Reproduce the following material line for line, without any changes.

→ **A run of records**
========
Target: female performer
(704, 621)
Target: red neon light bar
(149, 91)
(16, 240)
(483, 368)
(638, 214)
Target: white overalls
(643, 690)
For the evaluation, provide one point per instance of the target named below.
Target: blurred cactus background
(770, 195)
========
→ **Solution to the problem**
Target: female performer
(704, 621)
Target: red neon light bar
(149, 91)
(16, 240)
(483, 368)
(638, 214)
Target: white overalls
(643, 690)
For the evaluation, provide one point per instance of the target named below.
Target: blurred cactus background
(770, 195)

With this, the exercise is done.